For the Calvin Klein label, designer Raf Simons continued his exploration of Americana by remixing the visual tropes of titular horror heroines like Rosemary and Carrie on a set propped with cheerleader pom-pom raffia and axes. Carrie is represented by a delicate mesh dress fringed in shades of crimson and garnet red to resemble the fresh and congealing rivulets of pig's blood that doused Sissy Spacek at prom.

The Bride of Frankenstein, 1935.

"Danger is an attractive thing," Petrov says during a phone conversation. "It's sexy, we like to play with the idea of danger – and as long as we're playing, it isn't danger. It's fantasy, almost role-play." She then brings up the enduring influence of Jack the Ripper and Alexander McQueen, whose Central Saint Martins graduate collection was famously a take on victims. McQueen revisited that violence throughout his short career. "On one hand, these are real women who were brutally murdered, and it's about violence against women," she says, "yet the thing that remains in fashion is the sexualization [of that violence]."

§ **Aim**: Pick up the piece on horror imagery in fashion where it stops, adding the next few sentences.

§ **Data lines**:
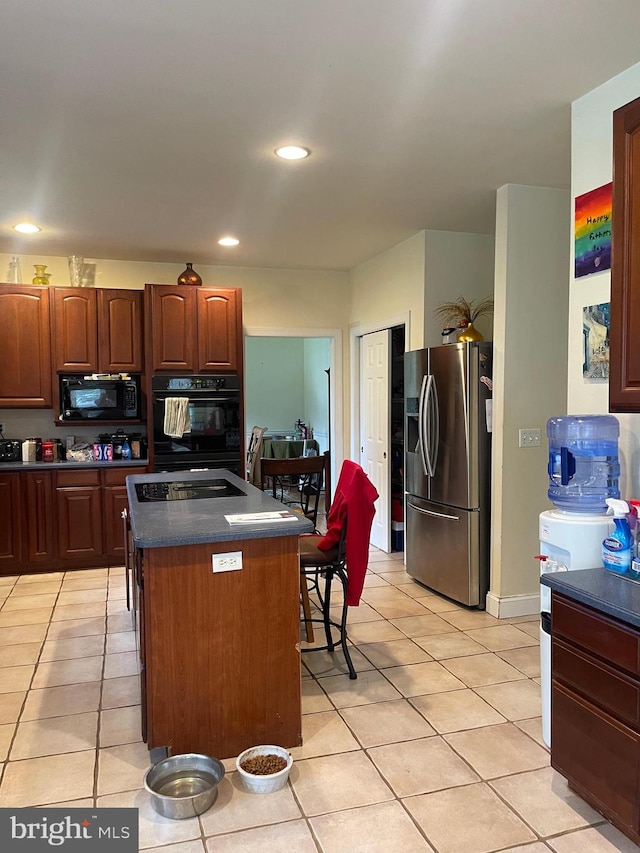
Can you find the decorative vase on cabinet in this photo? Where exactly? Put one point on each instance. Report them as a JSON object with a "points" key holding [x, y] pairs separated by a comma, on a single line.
{"points": [[41, 277], [189, 276], [470, 333]]}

§ **Response to the task**:
The horror genre has linked fantastical, aestheticized violence with high fashion since the birth of Hollywood, from to the magnificently macabre glamour gowns of monster movie damsels in distress to the menacing witches in the hypnotic visual frenzy of Dario Argento's giallo Suspiria.

A slew of early movie posters, rare originals from cult 1930s monster films, are on display in the Peabody Essex Museum's current exhibition It's Alive! Classic Horror and Sci-Fi Art from the Kirk Hammett Collection. (That's right: the Metallica guitarist is an avid collector of graphic art.) From Carl Laemmle's The Mummy, attributed to graphic artist Karoly Grosz, to Universal Pictures' successful Frankenstein and Bride of Frankenstein, the posters depict the damsels in distress in elaborate high fashion.



Tom Ford’s recent fashion show drew inspiration from the bride of Frankenstein. Ovidiu Hrubaru/REX/Shutterstock

Universal director James Whale and his enigmatic costume designer Vera West still exert influence today. Their film The Bride of Frankenstein is an especially layered case, Petrov says. "Within the Frankenstein genre but there was lots of additional references," to ritualistic history and death culture, "with bandages to embalming, to Ancient Egypt, to mummies and Nefertiti, in fact. She was a powerful female icon."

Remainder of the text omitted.